[WHAT YOU NEED TO DO]: Please pull out every line of the data below that contains the string "virgin", and copy each of those lines in full.

[INFORMATION PROVIDED]:
--- begin ---

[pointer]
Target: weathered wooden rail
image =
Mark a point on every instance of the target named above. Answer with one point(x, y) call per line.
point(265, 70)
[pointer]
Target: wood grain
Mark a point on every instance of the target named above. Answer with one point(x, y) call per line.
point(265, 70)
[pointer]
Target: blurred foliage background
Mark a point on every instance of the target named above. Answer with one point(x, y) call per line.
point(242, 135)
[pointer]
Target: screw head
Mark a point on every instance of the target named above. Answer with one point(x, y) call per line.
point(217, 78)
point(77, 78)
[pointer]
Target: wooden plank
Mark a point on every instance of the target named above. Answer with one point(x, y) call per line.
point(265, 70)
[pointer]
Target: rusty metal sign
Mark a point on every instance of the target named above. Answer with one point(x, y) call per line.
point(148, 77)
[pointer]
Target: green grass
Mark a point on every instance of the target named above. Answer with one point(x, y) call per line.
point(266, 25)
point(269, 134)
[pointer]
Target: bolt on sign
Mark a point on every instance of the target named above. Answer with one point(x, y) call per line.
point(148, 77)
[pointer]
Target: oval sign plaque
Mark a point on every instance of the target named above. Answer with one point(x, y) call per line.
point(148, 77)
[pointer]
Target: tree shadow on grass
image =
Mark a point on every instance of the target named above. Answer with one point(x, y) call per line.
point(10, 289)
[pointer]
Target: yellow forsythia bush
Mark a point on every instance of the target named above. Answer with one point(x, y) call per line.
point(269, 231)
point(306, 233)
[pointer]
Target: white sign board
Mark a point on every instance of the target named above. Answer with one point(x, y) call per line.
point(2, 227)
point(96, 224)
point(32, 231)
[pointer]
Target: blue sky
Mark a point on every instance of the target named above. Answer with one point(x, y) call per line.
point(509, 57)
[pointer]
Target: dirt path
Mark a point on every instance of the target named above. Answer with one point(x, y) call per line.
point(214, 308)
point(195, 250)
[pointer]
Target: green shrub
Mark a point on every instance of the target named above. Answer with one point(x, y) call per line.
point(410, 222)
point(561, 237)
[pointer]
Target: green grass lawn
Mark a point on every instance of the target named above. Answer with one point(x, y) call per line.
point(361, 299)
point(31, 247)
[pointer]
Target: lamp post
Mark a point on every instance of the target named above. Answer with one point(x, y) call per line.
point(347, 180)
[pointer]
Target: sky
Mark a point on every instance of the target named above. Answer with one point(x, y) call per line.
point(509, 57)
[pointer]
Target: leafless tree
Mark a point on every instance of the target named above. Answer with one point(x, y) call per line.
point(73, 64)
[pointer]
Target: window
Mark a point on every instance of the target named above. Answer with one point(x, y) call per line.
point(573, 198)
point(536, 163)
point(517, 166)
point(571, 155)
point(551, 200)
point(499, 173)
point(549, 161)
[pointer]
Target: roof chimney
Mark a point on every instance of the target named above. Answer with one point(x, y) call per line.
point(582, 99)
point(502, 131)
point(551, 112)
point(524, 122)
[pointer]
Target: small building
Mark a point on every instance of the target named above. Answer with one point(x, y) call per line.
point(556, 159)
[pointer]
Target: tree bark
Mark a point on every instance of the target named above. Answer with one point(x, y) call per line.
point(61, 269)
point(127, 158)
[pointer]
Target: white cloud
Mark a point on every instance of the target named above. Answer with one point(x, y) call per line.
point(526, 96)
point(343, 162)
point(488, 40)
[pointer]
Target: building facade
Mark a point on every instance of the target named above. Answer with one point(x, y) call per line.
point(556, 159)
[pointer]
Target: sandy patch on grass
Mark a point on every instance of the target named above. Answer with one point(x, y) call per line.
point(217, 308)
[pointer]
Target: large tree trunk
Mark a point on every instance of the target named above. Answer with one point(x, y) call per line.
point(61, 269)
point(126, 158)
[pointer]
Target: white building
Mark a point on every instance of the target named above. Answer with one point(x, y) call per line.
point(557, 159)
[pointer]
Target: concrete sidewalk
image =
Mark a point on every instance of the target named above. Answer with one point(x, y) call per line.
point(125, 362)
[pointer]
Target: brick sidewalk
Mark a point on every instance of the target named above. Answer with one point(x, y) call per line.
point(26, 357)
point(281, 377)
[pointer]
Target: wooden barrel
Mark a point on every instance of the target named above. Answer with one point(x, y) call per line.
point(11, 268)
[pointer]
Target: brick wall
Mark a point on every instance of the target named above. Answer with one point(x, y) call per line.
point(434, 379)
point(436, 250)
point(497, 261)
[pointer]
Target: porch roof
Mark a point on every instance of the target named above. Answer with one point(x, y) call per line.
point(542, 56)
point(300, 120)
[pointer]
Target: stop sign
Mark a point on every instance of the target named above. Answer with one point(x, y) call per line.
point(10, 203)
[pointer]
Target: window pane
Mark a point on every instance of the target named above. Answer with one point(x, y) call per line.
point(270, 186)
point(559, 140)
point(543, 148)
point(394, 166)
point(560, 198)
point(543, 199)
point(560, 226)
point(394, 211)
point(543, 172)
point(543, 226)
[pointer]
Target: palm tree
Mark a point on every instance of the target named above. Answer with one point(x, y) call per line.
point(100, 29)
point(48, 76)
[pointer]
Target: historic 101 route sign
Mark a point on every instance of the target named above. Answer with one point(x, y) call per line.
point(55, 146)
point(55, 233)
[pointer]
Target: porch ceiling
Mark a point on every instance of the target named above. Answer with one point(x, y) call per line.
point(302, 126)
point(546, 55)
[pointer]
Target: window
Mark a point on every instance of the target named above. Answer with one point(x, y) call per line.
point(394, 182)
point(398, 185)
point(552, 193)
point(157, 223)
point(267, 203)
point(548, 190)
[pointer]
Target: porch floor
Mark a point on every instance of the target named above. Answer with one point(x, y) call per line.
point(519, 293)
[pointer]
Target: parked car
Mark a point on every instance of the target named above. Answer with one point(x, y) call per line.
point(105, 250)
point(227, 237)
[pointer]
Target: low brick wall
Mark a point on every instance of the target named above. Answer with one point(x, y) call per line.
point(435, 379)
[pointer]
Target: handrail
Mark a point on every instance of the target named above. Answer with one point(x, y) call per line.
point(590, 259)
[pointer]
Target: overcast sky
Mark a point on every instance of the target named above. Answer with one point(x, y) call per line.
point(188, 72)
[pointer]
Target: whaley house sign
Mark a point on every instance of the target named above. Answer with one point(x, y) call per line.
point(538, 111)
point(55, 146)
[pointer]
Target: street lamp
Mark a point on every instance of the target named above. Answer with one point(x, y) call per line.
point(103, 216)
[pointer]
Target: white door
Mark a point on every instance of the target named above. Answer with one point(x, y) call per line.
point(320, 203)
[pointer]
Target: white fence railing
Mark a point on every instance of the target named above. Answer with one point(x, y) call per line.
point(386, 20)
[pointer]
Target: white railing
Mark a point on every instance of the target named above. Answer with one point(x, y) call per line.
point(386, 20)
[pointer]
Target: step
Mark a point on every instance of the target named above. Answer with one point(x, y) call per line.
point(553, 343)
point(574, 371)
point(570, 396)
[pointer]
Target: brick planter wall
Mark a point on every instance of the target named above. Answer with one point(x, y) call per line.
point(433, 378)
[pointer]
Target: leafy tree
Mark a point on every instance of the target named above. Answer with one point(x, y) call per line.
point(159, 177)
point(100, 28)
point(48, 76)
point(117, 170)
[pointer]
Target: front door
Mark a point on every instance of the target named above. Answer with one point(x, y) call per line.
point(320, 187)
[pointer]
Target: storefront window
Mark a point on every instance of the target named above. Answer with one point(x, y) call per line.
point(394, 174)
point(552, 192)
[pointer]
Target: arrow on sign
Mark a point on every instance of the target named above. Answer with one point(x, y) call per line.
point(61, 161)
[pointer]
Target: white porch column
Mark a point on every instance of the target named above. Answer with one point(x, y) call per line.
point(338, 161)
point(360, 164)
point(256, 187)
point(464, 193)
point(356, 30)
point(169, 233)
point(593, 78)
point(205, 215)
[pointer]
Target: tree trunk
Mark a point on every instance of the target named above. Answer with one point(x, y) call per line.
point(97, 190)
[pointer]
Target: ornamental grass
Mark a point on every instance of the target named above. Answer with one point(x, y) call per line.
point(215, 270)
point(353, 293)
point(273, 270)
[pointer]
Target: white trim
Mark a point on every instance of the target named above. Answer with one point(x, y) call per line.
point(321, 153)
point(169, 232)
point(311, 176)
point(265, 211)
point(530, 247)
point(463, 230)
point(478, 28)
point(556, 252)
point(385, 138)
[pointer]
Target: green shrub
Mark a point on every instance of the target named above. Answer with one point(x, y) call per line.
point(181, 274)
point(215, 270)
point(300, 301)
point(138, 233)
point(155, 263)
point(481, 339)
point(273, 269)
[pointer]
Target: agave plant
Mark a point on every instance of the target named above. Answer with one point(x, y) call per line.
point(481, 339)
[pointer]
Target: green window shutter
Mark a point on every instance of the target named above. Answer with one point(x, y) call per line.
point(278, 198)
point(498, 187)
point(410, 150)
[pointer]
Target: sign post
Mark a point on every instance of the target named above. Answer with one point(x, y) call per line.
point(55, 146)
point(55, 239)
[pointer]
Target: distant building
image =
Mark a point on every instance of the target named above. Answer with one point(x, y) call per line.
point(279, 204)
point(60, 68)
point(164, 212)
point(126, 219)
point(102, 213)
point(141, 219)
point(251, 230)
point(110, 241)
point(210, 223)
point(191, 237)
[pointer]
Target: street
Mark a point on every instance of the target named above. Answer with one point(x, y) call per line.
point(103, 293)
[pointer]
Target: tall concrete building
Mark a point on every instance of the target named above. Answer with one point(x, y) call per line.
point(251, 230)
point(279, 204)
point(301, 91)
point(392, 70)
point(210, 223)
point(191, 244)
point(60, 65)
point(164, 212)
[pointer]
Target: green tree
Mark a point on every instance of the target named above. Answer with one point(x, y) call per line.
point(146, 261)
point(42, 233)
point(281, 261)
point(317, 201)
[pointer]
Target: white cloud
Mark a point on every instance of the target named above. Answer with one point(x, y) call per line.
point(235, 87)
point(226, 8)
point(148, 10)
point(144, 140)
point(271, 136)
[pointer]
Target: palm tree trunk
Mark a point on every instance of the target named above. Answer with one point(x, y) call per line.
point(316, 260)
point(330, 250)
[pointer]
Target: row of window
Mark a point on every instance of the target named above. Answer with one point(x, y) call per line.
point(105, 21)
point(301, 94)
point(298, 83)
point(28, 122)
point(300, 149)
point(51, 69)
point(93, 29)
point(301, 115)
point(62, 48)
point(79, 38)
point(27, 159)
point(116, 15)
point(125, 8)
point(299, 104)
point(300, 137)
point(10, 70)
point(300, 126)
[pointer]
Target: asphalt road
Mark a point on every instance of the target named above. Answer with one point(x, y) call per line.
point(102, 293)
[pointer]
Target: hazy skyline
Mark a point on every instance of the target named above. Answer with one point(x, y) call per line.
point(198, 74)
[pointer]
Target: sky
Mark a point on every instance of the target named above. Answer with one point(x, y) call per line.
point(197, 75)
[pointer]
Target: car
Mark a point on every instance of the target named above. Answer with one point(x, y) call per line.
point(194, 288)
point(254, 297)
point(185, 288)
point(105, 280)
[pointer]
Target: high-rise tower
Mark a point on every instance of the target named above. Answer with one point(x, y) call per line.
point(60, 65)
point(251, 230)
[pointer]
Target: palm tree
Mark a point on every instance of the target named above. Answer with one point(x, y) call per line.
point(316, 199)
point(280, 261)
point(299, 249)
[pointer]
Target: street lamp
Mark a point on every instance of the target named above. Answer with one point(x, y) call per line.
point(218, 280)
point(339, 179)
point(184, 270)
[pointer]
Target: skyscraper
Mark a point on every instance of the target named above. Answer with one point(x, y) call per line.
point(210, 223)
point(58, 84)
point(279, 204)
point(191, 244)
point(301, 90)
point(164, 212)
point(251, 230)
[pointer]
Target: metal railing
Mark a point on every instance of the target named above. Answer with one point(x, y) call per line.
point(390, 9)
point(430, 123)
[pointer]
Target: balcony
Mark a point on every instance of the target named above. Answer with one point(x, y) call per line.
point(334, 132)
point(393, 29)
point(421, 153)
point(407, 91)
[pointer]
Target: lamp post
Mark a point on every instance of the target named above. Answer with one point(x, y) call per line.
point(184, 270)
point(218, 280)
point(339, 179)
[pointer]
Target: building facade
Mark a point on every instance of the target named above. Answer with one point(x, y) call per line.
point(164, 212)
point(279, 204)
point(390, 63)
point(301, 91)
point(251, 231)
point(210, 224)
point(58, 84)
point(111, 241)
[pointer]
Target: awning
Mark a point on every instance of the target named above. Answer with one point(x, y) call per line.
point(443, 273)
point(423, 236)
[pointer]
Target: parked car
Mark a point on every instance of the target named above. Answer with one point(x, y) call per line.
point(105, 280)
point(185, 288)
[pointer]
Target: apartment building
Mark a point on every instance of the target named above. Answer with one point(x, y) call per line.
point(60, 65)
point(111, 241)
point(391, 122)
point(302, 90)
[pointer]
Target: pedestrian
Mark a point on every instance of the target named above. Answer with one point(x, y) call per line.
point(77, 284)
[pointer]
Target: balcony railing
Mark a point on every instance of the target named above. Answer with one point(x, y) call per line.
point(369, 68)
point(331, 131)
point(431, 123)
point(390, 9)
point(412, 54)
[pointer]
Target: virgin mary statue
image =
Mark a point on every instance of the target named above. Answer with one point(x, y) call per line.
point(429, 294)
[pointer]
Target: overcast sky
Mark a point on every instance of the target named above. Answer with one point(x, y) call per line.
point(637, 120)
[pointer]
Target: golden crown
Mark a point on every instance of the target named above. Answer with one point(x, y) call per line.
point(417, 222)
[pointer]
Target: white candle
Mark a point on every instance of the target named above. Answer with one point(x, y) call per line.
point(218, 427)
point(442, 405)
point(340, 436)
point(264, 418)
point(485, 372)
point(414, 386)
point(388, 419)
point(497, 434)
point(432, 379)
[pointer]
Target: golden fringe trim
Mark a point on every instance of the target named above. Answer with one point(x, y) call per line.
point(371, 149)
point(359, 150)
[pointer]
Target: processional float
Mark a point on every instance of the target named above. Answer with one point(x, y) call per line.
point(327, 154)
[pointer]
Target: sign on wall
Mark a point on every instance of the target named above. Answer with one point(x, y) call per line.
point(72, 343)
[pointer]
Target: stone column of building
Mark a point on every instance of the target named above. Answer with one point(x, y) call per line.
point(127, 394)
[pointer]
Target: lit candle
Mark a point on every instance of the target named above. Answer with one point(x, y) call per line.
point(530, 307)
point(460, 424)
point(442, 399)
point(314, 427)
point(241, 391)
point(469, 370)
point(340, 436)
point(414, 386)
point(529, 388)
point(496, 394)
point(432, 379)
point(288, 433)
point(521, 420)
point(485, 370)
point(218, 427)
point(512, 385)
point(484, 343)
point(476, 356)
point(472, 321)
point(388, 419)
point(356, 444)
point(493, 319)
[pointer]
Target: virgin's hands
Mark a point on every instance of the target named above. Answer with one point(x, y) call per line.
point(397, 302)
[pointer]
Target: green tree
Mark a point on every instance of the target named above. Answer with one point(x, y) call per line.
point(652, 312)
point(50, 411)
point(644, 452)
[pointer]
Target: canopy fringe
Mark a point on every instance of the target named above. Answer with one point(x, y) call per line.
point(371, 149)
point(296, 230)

--- end ---

[CORRECT OUTPUT]:
Target: virgin mary statue
Target: virgin's hands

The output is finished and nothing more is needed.